See also this other 4th-order square: the smallest possible semi-bimagic square using distinct integers. It has 16 correct sums out of 16, because in this case only 20-4=16 sums are required, "semi" meaning that the 4 sums of the 2 diagonals are not needed.

As seen above, it is impossible to obtain 20 correct sums. But is it possible to construct a 4th-order nearly bimagic square with 18 or 19 correct sums?

In August 2009, Lee Morgenstern proved mathematically that a 4th-order magic square can't be semi-bimagic:

This proof means that it is impossible to have 18 correct sums combined as follows: 10 correct sums S1, and 8 correct sums S2 (4 rows + 4 columns). But 4th-order nearly-bimagic squares with 18 correct sums, using a different combination, are possible. Here is an example constructed by Lee, again in August 2009:

The last part of my question above remained open: is it possible to construct a 4th-order nearly bimagic square with 19 correct sums?

In August-September 2011, Lee tried to answer with these complete parametric solutions, but did not find any example with 19 correct sums:

and finally proved in June 2012 that 4th-order nearly bimagic square with 19 correct sums are impossible (text file).

5th-order bimagic square using distinct integers?

My best result is the following square with 22 correct sums out of 24: only 2 bad sums. It is the CB9 square published in the M.I. article.

The above diagonals are not bimagic. If we construct magic squares with their four lines through the centre being bimagic (= 2 bimagic diagonals + bimagic central row + bimagic central column), and with all their rows bimagic, then it seems impossible to get any other bimagic column! An example of such a square with 20 correct sums out of 24, 4 bad sums:

My feeling is that 5th-order bimagic squares do not exist. If yes, who will produce a mathematical proof?

Is it possible to construct a 5th-order bimagic square (= 24 correct sums)? Or at least a 5th-order nearly bimagic square with 23 correct sums?

Working data:
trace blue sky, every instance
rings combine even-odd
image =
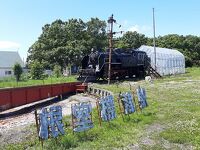
[[[107,20],[112,13],[123,31],[152,37],[153,7],[156,36],[200,36],[199,0],[0,0],[0,50],[18,51],[26,59],[45,24],[70,18]]]

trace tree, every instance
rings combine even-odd
[[[53,69],[56,64],[64,69],[70,64],[79,65],[92,47],[102,49],[106,42],[105,21],[98,18],[86,23],[81,19],[56,20],[42,28],[42,34],[28,50],[27,62],[37,60],[46,69]]]
[[[22,66],[19,63],[15,63],[13,67],[13,72],[16,78],[16,81],[18,82],[20,80],[20,77],[22,75]]]
[[[53,69],[53,74],[56,78],[60,77],[62,75],[61,73],[61,67],[59,65],[55,65]]]
[[[44,75],[43,65],[39,61],[34,61],[31,65],[30,74],[32,79],[42,79]]]

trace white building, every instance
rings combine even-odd
[[[154,47],[142,45],[138,50],[147,53],[155,69]],[[184,55],[178,50],[156,47],[156,71],[162,76],[185,73]]]
[[[0,78],[14,75],[13,66],[19,63],[24,67],[24,63],[16,51],[0,51]]]

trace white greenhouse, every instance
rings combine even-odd
[[[138,50],[147,53],[155,69],[154,47],[142,45]],[[156,71],[162,76],[185,73],[184,55],[174,49],[156,47]]]

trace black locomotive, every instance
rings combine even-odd
[[[114,49],[111,59],[111,79],[125,77],[143,78],[148,67],[148,56],[145,52],[134,49]],[[91,52],[82,61],[79,70],[80,80],[98,80],[108,78],[109,50]]]

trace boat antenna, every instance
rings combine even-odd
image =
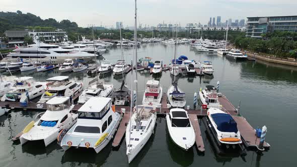
[[[94,39],[94,28],[92,27],[92,32],[93,35],[93,45],[94,46],[94,58],[95,60],[95,63],[96,65],[96,77],[97,78],[97,82],[99,82],[99,78],[98,77],[98,65],[97,64],[97,61],[96,61],[96,54],[95,51],[95,40]],[[79,43],[79,47],[80,46],[80,44]],[[80,49],[80,51],[81,51],[81,49]],[[100,59],[99,58],[99,61],[100,61]],[[100,66],[101,66],[101,63],[100,63]]]
[[[229,24],[229,22],[227,22],[227,30],[226,31],[226,43],[225,43],[225,50],[227,48],[227,38],[228,38],[228,24]]]

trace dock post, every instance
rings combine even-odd
[[[196,106],[197,105],[197,93],[195,92],[194,94],[194,108],[196,108]]]
[[[240,115],[240,104],[241,103],[241,101],[239,101],[239,106],[237,107],[237,115]]]
[[[218,88],[219,88],[219,81],[216,82],[216,93],[218,93]]]
[[[265,141],[265,136],[266,134],[267,131],[267,128],[266,126],[264,126],[262,128],[262,133],[261,133],[261,138],[260,138],[260,143],[259,143],[259,146],[257,147],[258,149],[260,151],[264,151],[265,149],[263,147],[264,142]]]

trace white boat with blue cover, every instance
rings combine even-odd
[[[99,152],[113,138],[122,117],[112,111],[111,99],[93,97],[79,109],[78,121],[62,131],[58,143],[63,149],[71,147],[94,149]]]
[[[71,104],[69,97],[54,97],[46,102],[46,107],[45,112],[38,114],[35,121],[23,130],[20,137],[22,145],[28,141],[42,140],[47,146],[57,139],[60,132],[77,122],[78,114],[71,112],[74,105]]]

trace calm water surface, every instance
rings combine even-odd
[[[173,58],[174,46],[161,44],[142,45],[138,50],[139,58],[149,56],[153,61],[163,60],[169,64]],[[185,55],[189,59],[213,62],[215,72],[213,77],[181,76],[179,87],[187,95],[187,105],[193,106],[194,92],[206,85],[220,83],[220,92],[225,94],[235,106],[241,101],[241,114],[254,128],[266,125],[266,141],[272,146],[262,156],[254,151],[241,157],[236,154],[222,156],[216,154],[212,144],[200,126],[205,145],[204,154],[199,154],[194,147],[185,152],[171,140],[166,128],[166,120],[158,118],[153,134],[137,157],[129,165],[126,155],[124,141],[118,150],[112,150],[111,142],[101,152],[96,154],[91,149],[71,149],[66,152],[56,142],[45,148],[42,142],[28,142],[22,146],[11,140],[35,117],[38,113],[30,111],[13,111],[8,116],[0,117],[0,166],[295,166],[297,144],[295,130],[295,96],[297,90],[297,69],[265,62],[231,61],[216,54],[199,53],[188,45],[180,45],[178,55]],[[130,62],[133,50],[124,49],[124,57]],[[120,59],[119,48],[110,49],[104,54],[105,58],[115,63]],[[160,80],[164,92],[171,82],[169,71],[164,72]],[[141,103],[146,80],[152,76],[146,72],[138,72],[138,102]],[[4,74],[7,75],[8,74]],[[37,80],[50,77],[69,75],[76,80],[82,80],[85,87],[92,77],[83,73],[60,74],[57,69],[48,72],[16,74],[17,76],[32,76]],[[107,75],[105,83],[116,87],[121,84],[121,77]],[[126,82],[131,82],[131,72]]]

Required work:
**1.** Select every row that contains the word "blue", matching case exactly.
**2.** Pick up the passage on bimagic squares where it stops, and continue it.

Expected outputs:
**1.**
trace blue sky, every instance
trace white boat with blue cover, every instance

**2.**
If we accept non-magic squares -the two examples above are magic-, then it is possible to construct a 5th-order nearly bimagic square with 23 correct sums, as remarked by Lee Morgenstern in August 2006, giving this example with only one non-magic diagonal.

In October 2006, Lee Morgenstern searched a 5th-order "associative" bimagic square. In such a square, the sum of two symmetrical numbers around the centre is constant, as it is in the CB9 square. His conclusion: there is no 5x5 associative bimagic square using numbers all smaller than 600,000.

In July 2009, Lee succeeded in finding a 5th-order nearly bimagic square with 23 correct sums, and this time his square is magic!

We can see that the maximum integer used in the above square is 493. In August-September 2009, Gildas Guillemot, Ecole Nationale Supérieure d'Arts et Métiers (ENSAM), France, computed that there is no 5x5 bimagic square using 25 distinct integers < 500. His program ran on a PC for 14 days.

In July 2010, Michael Quist found a new 5th-order nearly bimagic square with 23 correct sums, also magic square, but with smaller integers (maximum integer = 340) and smaller magic sums than the previous square of Lee.

In July 2011, trying to find a smaller example, Gildas Guillemot computed that there is no 5x5 nearly bimagic square with 23 correct sums having all its integers < 300. He found these 5719 different squares having 22 correct sums: zipped text file of 336Kb. In his search, the squares are magic, and the bad sums are the diagonals of squared numbers. In January 2014, he recomputed these squares, found the same results, and produced a list of the 5719 squares sorted by their S1: zipped text file of 329Kb.

In November 2014, Lee Morgenstern announced that there is no 5x5 bimagic square with distinct entries using integers in the range 1 through 1500. Using his 5x5 bimagic search technique of January 2014, it took about 2 months of computer time on 4 processors to reach this result.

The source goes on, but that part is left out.